WHAT TO DO:
1. According to the text on racial equity and climate resilience, what does sustainability not exist without?
2. Carry on the text about racial equity and climate resilience, picking up after its final sentence.
** TEXT FOR ANALYSIS follows **
Racial equity cannot be ignored when dealing with issues of climate resilience and sustainability. Historically, communities of color have been relegated to the worst parts of a city where flooding occurs, power outages wreak havoc, and extreme heat or cold can cost lives. Sustainability does not exist without justice. It is imperative that leaders of color not only fight for opportunities to help mitigate or prevent some of the impact of climate change, but also fight for justice for people who may not even realize what is truly happening in their communities.
Support the power shift for communities of color.
Although communities of color have been left out of the climate conversation, there are increasingly more leaders across the country working to change that. The power structures that currently exist are rooted in systemic racism—those with wealth, connections, and access to information have the means to act on opportunities that are quickly evolving. Because communities and leaders of color historically have not had that same privilege and leverage, they haven’t been able to reap the benefits in such times. Those who are holding the wealth and power must learn that shifting this dynamic is imperative to growth and prosperity. A movement is happening and we are bold and courageous enough to believe we can transform our communities together.
Take transformative action.
Consider that incremental action is transformative. Remember who you are working for and celebrate the small wins. And pay attention to the choices you are making. Are you choosing to perpetuate injustice or are you disrupting it? If you’re disrupting it, excellent! Keep interrupting the status quo and bias. Seek greater understanding and explore opportunities to change. Be rooted in your purpose and understand why you are there and what you have to let go of in order to do your work. And lastly, decolonize your work. Undo the thinking that there is only one right way to do things.
This is all heavy and hard work. Despite the heaviness, all of the PRC participants and staff left this event feeling recharged and inspired to continue building resilient communities that are equitable and transformative. With new peers to call on and best practices in our back pockets, we can continue to make positive changes that benefit all residents of our communities
Not Backing Down
By Senior Program Officer Jaime Love
As a Senior Program Officer and the newest member of the ISC team, I wasn’t completely sure what to expect when attending my first peer learning event. Throughout my first six weeks at ISC, I was fully immersed in the planning process for the event, from identifying speakers to helping select the menu. I was crafting an environment for an unfamiliar project and a set of partners who I had yet to meet. Honestly, I was worried. I was worried that the vision I had was going to be too bold for what people expected.
** End of TEXT FOR ANALYSIS **
** DATA EXTRACTS follows **
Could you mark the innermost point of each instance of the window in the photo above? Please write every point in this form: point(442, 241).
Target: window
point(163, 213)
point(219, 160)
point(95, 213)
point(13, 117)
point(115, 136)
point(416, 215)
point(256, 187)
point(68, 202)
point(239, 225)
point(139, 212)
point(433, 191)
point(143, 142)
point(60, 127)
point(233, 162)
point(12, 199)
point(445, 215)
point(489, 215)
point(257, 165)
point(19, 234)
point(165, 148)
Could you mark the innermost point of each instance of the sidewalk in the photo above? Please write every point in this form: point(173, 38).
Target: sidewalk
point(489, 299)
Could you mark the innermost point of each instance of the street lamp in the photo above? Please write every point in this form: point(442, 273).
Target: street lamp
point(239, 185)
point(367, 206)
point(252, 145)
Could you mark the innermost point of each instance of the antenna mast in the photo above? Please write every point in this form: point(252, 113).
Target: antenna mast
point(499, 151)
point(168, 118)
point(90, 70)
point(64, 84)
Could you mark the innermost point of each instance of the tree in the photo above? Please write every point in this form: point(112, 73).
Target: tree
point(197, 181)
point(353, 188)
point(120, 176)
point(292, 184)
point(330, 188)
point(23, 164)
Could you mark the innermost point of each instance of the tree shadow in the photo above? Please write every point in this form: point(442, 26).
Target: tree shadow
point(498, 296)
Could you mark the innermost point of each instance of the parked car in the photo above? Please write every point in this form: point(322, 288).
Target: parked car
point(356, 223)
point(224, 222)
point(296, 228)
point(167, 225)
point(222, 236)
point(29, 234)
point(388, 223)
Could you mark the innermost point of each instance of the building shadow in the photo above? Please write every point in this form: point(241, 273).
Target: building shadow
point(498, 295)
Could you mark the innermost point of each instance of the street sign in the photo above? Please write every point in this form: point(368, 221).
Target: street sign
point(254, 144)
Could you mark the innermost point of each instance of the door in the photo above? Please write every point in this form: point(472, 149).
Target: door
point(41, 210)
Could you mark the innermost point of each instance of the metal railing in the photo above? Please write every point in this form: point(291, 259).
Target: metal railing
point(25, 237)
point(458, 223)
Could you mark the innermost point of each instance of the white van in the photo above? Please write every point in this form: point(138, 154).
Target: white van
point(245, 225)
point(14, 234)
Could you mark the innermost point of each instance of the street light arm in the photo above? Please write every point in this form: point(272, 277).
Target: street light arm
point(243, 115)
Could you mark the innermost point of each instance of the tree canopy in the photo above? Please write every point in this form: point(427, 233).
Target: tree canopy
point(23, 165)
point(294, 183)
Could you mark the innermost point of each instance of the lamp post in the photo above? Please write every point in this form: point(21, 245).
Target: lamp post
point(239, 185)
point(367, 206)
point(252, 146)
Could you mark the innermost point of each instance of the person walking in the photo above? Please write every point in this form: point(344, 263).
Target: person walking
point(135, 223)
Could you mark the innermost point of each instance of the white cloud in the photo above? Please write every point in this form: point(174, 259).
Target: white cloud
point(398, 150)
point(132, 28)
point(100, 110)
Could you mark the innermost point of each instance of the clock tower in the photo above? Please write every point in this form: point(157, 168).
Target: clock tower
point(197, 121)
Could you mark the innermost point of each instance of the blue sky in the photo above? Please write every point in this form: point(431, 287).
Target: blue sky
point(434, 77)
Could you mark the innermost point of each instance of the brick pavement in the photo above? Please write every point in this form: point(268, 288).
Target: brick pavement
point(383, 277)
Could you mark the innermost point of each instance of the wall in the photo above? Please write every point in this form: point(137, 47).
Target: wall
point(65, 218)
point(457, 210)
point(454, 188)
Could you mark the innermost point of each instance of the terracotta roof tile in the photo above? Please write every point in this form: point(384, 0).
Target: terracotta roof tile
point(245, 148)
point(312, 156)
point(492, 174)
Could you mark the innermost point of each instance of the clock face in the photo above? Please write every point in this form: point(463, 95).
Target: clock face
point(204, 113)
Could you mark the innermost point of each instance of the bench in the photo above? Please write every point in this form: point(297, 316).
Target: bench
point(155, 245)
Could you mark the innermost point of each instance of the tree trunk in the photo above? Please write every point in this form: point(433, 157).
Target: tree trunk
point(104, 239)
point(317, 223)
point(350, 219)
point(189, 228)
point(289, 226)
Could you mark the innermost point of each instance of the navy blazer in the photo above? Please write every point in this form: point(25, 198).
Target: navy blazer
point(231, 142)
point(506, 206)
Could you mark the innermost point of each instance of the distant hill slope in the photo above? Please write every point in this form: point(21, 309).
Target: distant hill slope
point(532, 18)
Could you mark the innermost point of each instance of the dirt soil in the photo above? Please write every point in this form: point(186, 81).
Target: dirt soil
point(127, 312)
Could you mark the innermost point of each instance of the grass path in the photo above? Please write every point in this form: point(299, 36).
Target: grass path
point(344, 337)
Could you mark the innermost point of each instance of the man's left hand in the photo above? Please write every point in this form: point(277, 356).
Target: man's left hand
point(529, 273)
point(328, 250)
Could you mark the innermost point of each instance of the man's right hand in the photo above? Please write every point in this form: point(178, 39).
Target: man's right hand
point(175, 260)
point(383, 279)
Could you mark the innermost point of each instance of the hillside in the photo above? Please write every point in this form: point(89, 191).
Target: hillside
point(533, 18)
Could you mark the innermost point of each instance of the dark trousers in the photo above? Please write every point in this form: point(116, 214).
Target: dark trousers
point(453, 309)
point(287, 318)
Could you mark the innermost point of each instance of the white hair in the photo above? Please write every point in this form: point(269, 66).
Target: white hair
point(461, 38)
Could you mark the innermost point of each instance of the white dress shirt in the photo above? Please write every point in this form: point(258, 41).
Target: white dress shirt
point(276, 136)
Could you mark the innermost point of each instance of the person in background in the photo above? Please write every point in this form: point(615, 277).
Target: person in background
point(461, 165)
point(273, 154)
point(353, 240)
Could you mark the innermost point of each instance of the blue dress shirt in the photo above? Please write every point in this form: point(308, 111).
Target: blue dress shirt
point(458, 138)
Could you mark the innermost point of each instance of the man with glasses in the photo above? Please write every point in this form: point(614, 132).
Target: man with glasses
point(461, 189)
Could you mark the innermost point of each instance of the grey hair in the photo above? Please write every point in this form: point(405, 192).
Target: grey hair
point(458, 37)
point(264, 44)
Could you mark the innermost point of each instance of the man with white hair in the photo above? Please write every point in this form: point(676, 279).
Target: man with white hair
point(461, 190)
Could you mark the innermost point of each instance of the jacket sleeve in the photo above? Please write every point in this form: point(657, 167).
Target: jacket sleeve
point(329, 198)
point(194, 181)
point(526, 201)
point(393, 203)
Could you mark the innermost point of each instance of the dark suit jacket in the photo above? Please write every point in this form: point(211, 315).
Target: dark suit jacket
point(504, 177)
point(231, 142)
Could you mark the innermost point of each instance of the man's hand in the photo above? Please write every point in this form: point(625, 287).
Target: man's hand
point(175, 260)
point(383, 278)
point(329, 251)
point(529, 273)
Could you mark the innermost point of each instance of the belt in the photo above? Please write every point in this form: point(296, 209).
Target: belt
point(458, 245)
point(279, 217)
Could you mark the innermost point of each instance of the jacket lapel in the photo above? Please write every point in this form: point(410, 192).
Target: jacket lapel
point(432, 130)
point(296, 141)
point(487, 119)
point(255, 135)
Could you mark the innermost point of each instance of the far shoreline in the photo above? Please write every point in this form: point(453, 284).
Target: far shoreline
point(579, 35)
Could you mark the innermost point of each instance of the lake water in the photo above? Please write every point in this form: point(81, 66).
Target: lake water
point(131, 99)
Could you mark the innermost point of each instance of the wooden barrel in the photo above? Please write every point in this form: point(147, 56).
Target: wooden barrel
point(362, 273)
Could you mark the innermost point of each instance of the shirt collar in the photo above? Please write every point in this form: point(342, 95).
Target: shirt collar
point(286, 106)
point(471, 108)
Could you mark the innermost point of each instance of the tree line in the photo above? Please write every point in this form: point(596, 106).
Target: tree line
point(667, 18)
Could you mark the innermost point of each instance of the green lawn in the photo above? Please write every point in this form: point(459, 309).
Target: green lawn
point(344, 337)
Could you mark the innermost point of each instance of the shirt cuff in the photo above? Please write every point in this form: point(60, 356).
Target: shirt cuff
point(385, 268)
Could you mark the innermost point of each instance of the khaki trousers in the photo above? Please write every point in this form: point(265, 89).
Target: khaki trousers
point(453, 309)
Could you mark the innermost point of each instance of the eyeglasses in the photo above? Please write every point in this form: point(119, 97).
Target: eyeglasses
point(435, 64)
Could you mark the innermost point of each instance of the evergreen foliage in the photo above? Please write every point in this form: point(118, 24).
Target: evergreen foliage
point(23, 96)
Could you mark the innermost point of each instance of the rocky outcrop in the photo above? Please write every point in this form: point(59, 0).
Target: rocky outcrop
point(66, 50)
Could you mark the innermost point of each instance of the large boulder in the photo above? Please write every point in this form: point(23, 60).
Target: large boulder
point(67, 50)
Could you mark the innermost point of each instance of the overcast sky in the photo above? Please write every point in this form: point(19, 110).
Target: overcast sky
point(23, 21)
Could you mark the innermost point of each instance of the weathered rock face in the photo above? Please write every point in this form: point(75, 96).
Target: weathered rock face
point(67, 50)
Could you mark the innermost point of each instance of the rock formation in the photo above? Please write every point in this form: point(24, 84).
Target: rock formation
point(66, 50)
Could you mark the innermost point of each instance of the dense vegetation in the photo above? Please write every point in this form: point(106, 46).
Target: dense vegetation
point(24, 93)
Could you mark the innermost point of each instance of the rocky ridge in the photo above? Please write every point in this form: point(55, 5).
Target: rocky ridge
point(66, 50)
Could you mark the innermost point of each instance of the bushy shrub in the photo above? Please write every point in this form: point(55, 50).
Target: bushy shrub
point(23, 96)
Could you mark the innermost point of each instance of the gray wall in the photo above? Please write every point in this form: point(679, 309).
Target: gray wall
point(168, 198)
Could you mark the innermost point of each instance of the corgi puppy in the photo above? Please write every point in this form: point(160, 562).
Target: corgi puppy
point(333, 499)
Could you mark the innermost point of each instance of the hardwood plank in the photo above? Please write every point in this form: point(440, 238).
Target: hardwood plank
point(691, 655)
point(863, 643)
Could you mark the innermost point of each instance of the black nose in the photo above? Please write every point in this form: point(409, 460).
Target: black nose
** End of DATA EXTRACTS **
ANSWERS PROVIDED:
1. Justice.

2.
In reality, the event was even better than I had dreamed! There was a bold call to action around racial equity in the climate economy and leadership around this work. Just as I imagined, the presenters did not back down from sharing their truths and pushing the partners to continue being strong leaders of color—to not back down from what their communities need in order to confront policies and practices steeped in systemic racism.
What surprised me even more, however, was how welcome and needed those messages were. I heard from one person after another about how much they loved and appreciated the open and honest space, how they received really useful information and connected with others, and how much they valued racial equity being at the center of the discussion. This dialogue was needed and the partners are hungry for more.
I’m grateful to have come to ISC at a time when change is happening and the projects I’m working on, like the PRC, are all about creating change and opportunity in communities that have been historically neglected by those in power positions and negatively impacted by climate change. I look forward to the continued growth of the PRC and opportunity to support those working on the frontlines to make their communities more resilient.